_Passage shown_:

Answer
$-\displaystyle \frac{x\cdot{\rm sech}^{-1}x}{\sqrt{1-x^{2}}}$
Work Step by Step
$y=\ln x+(1-x^{2})^{1/2}{\rm sech}^{-1}x$
$\displaystyle \frac{d}{dx}[\ln x]=\frac{1}{x}$
$\displaystyle \frac{d}{dx}[(1-x^{2})^{1/2}]$
Apply the chain rule:
$=\displaystyle \frac{1}{2}\cdot(1-x^{2})^{-1/2}\cdot(-2x)=\frac{-x}{\sqrt{1-x^{2}}}$
$\displaystyle \frac{d}{dx}[{\rm sech}^{-1}x]=\frac{-1}{x\sqrt{1-x^{2}}}\quad$ ... (table 10)
Applying the sum and product rules of differentiation
$\displaystyle \frac{dy}{dx}=\\\frac{d}{dx}[\ln x]+(1-x^{2})^{1/2}\cdot\frac{d}{dx}[{\rm sech}^{-1}x]+\frac{d}{dx}[(1-x^{2})^{1/2}]\cdot{\rm sech}^{-1}x$
$=\displaystyle \frac{1}{x}+(1-x^{2})^{1/2}(\frac{-1}{x\sqrt{1-x^{2}}})-\frac{x}{\sqrt{1-x^{2}}}\cdot{\rm sech}^{-1}x$
$=\displaystyle \frac{1}{x}-\frac{1}{x}-\frac{x{\rm sech}^{-1}x}{\sqrt{1-x^{2}}}$
= $-\displaystyle \frac{x{\rm sech}^{-1}x}{\sqrt{1-x^{2}}}$

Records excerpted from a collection
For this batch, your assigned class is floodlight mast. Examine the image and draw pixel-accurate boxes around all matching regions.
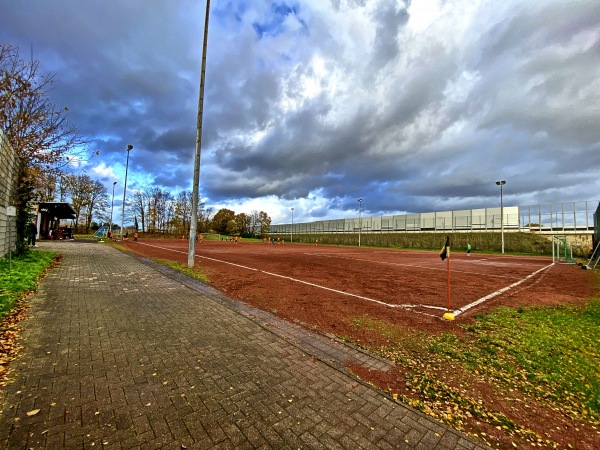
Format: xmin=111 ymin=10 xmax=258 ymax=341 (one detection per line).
xmin=496 ymin=180 xmax=506 ymax=254
xmin=290 ymin=208 xmax=294 ymax=244
xmin=188 ymin=0 xmax=210 ymax=269
xmin=358 ymin=198 xmax=362 ymax=247
xmin=121 ymin=144 xmax=133 ymax=240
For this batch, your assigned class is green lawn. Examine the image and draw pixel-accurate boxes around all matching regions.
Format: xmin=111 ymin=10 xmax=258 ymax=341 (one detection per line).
xmin=0 ymin=251 xmax=57 ymax=318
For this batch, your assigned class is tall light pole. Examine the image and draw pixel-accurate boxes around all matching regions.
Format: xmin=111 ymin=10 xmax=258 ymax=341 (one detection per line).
xmin=121 ymin=144 xmax=133 ymax=240
xmin=496 ymin=180 xmax=506 ymax=253
xmin=188 ymin=0 xmax=210 ymax=269
xmin=358 ymin=198 xmax=362 ymax=247
xmin=290 ymin=208 xmax=294 ymax=243
xmin=109 ymin=181 xmax=117 ymax=236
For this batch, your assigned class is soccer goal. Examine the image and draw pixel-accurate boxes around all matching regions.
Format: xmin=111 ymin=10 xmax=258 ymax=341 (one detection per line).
xmin=583 ymin=241 xmax=600 ymax=269
xmin=552 ymin=236 xmax=575 ymax=264
xmin=94 ymin=226 xmax=108 ymax=239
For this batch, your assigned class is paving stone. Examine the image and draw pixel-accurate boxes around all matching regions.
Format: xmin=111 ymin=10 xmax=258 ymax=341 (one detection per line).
xmin=0 ymin=241 xmax=487 ymax=450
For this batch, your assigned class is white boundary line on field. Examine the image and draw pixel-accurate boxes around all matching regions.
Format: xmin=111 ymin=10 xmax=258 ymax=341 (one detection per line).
xmin=140 ymin=242 xmax=554 ymax=318
xmin=453 ymin=263 xmax=554 ymax=317
xmin=140 ymin=242 xmax=446 ymax=317
xmin=305 ymin=253 xmax=517 ymax=280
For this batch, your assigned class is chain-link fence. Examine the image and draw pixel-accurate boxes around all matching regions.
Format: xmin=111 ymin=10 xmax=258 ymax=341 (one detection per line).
xmin=271 ymin=200 xmax=599 ymax=234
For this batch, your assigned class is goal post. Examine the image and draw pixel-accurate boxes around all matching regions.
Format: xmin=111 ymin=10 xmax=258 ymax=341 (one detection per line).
xmin=552 ymin=236 xmax=575 ymax=264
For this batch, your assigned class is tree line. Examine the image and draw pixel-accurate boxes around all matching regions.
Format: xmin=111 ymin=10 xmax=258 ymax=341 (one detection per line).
xmin=0 ymin=44 xmax=271 ymax=254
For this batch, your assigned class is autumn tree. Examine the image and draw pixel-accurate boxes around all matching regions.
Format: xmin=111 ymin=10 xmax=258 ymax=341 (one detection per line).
xmin=127 ymin=191 xmax=147 ymax=232
xmin=63 ymin=174 xmax=108 ymax=233
xmin=0 ymin=44 xmax=86 ymax=254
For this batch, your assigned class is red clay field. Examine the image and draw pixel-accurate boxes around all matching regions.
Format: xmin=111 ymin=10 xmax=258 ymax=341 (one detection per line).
xmin=118 ymin=239 xmax=593 ymax=335
xmin=119 ymin=239 xmax=598 ymax=450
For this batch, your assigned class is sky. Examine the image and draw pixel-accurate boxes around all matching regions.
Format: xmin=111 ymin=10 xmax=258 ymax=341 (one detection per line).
xmin=0 ymin=0 xmax=600 ymax=224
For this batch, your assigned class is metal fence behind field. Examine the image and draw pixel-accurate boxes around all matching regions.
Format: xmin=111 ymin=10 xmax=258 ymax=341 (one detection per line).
xmin=0 ymin=130 xmax=17 ymax=258
xmin=271 ymin=200 xmax=599 ymax=234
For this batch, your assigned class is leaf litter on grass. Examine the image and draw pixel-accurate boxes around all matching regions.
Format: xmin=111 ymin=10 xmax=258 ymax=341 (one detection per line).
xmin=351 ymin=299 xmax=600 ymax=448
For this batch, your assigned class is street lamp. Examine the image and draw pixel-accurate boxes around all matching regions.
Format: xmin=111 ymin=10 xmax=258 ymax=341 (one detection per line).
xmin=496 ymin=180 xmax=506 ymax=253
xmin=358 ymin=198 xmax=362 ymax=247
xmin=121 ymin=145 xmax=133 ymax=240
xmin=290 ymin=208 xmax=294 ymax=243
xmin=109 ymin=181 xmax=117 ymax=237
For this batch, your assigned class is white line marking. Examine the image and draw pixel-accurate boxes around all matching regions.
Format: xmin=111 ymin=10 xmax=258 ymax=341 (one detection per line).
xmin=454 ymin=263 xmax=554 ymax=317
xmin=305 ymin=253 xmax=517 ymax=279
xmin=140 ymin=242 xmax=446 ymax=311
xmin=140 ymin=242 xmax=554 ymax=317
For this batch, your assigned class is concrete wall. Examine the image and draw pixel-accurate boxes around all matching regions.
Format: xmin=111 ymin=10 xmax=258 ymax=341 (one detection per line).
xmin=0 ymin=130 xmax=17 ymax=258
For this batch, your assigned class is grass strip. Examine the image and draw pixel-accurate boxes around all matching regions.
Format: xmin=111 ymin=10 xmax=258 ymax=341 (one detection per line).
xmin=0 ymin=250 xmax=57 ymax=318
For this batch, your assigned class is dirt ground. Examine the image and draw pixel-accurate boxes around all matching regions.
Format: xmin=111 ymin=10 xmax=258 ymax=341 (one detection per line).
xmin=120 ymin=240 xmax=600 ymax=449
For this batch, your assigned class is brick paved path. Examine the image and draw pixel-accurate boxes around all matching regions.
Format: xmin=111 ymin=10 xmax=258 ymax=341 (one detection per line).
xmin=0 ymin=242 xmax=486 ymax=449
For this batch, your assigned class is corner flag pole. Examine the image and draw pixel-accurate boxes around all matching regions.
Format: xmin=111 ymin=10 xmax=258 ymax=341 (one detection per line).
xmin=440 ymin=236 xmax=454 ymax=320
xmin=448 ymin=253 xmax=450 ymax=311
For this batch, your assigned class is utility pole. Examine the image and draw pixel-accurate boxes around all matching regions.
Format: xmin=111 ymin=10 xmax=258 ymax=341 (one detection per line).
xmin=188 ymin=0 xmax=210 ymax=269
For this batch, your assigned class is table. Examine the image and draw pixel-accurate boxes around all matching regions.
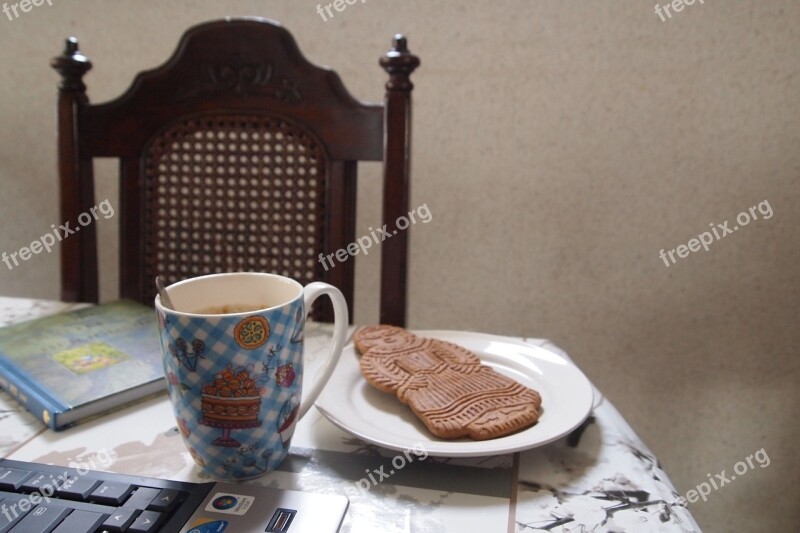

_Exercise goal_: Which rules of differentiation does the worked derivative solution name?

_The completed task_:
- Chain rule
- Sum rule
- Product rule